(Object point labels)
======

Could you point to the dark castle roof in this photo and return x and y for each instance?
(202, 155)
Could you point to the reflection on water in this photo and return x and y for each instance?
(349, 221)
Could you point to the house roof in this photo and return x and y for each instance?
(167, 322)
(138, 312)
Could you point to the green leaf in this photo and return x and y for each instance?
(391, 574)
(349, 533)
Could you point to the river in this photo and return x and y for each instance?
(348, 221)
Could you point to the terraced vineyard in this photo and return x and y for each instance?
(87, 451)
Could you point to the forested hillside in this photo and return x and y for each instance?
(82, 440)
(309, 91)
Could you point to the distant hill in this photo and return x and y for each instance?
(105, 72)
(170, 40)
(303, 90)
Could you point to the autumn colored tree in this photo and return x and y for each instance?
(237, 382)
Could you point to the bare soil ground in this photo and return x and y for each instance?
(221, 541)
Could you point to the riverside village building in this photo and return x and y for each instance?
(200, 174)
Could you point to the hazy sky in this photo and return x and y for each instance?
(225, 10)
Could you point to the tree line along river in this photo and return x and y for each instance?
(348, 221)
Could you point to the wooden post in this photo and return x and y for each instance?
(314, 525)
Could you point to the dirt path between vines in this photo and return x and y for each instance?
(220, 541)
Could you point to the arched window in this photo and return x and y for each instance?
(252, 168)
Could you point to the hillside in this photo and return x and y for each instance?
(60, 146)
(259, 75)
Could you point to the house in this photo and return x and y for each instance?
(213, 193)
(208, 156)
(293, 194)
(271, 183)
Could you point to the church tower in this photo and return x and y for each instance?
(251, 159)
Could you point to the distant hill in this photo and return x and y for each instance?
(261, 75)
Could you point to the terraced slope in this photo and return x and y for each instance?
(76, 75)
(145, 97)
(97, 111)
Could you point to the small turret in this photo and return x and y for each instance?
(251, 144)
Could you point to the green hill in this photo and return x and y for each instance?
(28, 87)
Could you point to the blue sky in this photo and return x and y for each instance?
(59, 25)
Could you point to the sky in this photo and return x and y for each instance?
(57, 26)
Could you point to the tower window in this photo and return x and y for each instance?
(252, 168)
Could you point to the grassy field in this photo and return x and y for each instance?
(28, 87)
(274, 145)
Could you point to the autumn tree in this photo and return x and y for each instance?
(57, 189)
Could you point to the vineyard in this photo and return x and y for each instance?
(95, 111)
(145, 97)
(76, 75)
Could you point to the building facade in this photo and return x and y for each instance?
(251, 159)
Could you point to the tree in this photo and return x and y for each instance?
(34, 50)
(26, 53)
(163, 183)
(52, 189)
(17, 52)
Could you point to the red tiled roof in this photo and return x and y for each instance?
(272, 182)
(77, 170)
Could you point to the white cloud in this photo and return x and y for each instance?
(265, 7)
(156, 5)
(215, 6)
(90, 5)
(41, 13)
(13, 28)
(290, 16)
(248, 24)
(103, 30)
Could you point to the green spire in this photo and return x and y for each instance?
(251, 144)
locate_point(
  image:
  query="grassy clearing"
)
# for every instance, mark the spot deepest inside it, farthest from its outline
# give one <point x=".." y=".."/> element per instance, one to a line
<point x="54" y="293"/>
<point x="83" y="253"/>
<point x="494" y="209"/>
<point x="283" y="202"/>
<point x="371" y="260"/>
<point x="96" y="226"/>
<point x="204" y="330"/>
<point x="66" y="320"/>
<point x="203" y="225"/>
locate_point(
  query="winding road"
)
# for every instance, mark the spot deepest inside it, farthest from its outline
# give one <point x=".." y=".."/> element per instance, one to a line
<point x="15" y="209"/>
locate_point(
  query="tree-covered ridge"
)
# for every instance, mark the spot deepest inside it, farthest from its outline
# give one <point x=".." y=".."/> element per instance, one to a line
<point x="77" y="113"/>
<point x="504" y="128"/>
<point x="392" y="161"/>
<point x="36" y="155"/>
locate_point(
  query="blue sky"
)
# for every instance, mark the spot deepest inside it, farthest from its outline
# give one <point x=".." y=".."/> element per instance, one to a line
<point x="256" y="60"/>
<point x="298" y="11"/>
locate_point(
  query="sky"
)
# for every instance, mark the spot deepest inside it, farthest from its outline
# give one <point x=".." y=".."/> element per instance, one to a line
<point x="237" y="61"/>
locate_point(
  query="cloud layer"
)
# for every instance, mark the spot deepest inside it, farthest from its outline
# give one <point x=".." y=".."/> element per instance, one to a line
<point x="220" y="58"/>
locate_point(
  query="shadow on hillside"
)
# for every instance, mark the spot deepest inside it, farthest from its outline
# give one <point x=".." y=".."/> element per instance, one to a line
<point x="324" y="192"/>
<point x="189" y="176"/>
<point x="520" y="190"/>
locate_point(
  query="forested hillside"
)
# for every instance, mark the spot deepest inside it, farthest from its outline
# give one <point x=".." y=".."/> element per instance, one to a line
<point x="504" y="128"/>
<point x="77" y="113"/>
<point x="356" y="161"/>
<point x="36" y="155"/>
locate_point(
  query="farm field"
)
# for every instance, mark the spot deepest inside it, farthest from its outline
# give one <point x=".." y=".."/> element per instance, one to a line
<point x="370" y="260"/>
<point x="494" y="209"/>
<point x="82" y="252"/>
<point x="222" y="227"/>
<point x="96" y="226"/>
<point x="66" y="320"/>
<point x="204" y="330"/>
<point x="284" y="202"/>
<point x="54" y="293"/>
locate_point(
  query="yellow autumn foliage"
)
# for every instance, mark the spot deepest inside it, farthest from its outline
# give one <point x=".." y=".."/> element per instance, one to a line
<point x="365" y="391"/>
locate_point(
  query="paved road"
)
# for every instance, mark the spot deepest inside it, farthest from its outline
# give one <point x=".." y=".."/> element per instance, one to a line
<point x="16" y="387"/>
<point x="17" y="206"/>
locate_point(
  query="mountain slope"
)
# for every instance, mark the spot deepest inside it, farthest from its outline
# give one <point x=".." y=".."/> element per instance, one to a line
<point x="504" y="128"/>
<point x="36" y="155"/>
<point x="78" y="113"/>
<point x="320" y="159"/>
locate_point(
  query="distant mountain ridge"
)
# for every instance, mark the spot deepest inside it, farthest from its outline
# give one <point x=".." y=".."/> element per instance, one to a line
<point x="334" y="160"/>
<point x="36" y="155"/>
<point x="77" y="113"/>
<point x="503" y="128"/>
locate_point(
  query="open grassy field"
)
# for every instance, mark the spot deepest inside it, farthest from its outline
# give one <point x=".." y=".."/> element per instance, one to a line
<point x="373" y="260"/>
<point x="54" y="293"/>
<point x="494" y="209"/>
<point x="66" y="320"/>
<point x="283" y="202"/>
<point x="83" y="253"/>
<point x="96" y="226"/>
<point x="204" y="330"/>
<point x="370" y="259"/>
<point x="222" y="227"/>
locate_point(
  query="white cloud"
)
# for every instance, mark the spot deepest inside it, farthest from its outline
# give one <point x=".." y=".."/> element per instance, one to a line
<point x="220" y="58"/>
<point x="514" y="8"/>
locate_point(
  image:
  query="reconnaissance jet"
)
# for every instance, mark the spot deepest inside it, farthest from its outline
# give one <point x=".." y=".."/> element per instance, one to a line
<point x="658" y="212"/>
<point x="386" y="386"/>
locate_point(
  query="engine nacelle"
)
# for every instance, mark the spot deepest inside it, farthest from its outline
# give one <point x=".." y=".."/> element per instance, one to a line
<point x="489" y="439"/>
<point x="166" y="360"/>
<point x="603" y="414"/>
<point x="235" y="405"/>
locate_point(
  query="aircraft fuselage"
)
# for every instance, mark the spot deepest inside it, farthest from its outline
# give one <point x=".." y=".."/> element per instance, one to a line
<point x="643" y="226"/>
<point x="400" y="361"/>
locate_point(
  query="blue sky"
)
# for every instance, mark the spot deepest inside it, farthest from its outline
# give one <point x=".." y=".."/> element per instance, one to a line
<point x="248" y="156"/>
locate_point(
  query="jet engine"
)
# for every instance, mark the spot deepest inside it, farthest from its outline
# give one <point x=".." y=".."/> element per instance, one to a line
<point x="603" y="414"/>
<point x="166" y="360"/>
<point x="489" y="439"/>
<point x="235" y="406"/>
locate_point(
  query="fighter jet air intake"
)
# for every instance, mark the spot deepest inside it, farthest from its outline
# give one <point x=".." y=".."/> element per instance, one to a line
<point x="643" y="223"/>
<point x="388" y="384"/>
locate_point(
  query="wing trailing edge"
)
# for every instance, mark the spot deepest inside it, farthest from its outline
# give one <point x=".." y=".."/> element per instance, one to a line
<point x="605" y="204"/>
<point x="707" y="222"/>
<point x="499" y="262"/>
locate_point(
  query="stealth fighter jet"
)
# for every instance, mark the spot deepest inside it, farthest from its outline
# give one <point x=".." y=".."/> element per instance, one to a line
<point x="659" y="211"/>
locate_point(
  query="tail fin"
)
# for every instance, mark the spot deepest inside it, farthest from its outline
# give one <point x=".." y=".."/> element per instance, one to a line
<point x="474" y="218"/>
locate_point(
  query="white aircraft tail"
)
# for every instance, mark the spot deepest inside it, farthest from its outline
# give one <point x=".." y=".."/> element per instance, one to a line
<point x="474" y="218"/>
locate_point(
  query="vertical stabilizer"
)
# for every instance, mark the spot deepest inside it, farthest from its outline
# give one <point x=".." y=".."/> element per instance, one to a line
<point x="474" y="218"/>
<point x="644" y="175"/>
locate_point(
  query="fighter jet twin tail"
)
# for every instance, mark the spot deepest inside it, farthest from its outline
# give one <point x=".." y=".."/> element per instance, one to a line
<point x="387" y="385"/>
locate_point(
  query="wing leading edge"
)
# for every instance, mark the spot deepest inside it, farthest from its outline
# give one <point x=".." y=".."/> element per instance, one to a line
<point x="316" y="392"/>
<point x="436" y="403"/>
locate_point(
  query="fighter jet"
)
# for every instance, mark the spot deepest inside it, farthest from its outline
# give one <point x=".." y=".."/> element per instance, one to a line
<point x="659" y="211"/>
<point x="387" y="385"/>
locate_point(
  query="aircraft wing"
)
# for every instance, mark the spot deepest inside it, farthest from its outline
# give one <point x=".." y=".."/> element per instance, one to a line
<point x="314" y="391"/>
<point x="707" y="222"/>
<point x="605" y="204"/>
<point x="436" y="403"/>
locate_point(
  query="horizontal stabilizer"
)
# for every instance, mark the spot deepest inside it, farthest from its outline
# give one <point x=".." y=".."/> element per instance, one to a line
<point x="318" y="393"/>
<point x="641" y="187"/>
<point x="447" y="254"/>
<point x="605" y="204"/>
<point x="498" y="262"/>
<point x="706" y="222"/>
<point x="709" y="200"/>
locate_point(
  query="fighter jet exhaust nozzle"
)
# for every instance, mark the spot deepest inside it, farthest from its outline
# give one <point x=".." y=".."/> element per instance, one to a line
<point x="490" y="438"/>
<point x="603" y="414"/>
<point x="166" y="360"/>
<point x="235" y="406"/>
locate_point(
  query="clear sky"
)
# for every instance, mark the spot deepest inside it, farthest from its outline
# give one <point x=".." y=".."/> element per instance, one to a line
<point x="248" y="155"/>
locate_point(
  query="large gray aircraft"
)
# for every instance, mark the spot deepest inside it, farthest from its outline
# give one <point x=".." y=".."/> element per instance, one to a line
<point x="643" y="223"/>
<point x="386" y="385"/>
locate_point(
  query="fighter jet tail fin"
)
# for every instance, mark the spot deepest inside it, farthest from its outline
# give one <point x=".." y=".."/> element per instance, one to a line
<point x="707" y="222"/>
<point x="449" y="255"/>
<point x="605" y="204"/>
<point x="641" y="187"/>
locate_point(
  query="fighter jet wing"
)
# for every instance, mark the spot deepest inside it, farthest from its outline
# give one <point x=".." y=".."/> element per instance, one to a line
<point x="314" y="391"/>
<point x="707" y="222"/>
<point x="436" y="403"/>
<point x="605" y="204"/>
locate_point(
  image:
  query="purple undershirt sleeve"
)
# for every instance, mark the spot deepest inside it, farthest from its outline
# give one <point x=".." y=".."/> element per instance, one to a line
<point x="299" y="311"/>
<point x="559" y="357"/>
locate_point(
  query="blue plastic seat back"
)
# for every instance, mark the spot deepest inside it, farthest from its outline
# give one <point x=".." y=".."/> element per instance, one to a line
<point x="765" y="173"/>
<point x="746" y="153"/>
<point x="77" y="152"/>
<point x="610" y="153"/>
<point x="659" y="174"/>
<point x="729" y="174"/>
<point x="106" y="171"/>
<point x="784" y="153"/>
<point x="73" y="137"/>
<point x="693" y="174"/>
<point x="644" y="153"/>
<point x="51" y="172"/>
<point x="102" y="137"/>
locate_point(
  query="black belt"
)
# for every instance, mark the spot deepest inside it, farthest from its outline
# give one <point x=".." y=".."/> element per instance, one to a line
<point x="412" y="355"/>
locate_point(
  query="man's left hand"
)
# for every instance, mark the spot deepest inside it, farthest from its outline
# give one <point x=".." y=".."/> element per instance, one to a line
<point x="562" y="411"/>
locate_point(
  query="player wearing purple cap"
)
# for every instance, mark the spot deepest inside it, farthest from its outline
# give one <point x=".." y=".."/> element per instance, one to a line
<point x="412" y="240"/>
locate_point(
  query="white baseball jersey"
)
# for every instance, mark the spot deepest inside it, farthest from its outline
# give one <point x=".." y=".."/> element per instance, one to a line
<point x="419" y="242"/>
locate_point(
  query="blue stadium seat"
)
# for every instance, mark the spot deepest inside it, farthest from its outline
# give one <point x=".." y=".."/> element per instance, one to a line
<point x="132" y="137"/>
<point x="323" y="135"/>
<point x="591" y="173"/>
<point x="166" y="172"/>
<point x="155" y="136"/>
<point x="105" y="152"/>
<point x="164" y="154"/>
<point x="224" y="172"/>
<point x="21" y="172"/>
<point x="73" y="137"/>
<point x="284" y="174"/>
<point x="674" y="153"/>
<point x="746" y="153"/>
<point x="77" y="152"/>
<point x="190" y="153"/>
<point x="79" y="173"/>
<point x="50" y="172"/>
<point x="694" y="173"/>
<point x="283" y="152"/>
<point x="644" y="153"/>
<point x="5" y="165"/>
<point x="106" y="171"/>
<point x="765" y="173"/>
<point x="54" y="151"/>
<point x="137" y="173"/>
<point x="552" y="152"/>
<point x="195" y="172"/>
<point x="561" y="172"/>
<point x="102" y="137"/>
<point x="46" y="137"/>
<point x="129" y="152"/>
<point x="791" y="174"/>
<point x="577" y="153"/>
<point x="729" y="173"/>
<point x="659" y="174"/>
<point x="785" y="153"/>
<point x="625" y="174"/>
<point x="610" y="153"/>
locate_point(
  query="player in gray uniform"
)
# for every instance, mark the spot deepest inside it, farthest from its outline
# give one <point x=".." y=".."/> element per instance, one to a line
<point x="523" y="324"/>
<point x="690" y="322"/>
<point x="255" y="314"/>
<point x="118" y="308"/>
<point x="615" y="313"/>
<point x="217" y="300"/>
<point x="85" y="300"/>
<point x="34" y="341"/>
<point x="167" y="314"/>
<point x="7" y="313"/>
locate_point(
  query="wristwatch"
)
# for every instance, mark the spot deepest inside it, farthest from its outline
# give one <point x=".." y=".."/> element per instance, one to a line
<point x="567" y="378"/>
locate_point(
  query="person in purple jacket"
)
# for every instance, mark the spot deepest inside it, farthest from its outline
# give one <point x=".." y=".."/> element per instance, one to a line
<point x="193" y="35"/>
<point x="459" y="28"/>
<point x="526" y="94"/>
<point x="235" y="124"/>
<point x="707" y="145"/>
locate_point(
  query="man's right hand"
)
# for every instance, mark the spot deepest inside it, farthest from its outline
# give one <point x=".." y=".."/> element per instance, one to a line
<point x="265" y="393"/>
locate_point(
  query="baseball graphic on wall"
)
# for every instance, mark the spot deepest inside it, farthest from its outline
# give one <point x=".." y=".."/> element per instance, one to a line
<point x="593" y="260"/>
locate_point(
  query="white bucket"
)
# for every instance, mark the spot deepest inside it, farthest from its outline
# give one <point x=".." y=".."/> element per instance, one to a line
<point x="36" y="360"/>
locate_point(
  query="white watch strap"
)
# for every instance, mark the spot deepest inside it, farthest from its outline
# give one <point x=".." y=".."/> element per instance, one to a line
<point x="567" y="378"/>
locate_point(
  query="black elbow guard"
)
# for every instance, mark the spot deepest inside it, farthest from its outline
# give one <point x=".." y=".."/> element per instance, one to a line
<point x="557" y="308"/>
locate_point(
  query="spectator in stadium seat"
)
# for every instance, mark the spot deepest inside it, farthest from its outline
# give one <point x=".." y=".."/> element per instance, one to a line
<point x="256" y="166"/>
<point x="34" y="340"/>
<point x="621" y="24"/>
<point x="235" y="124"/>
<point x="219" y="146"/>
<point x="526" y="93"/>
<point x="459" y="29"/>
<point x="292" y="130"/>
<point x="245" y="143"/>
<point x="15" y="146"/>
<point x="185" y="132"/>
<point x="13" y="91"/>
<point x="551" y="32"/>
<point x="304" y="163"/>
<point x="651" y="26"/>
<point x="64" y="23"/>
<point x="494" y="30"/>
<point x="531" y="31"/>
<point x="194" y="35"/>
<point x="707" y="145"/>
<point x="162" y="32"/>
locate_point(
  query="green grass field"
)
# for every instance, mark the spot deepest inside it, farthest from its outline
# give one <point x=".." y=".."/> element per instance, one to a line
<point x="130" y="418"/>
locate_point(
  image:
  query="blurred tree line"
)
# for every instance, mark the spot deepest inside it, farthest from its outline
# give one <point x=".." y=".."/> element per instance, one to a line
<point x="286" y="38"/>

======

▸ PROBLEM REQUIREMENTS
Return every line of the listing above that contains the string "stadium", treating case as significant.

▸ SOLUTION
  query="blue stadium seat"
  query="spectator in stadium seat"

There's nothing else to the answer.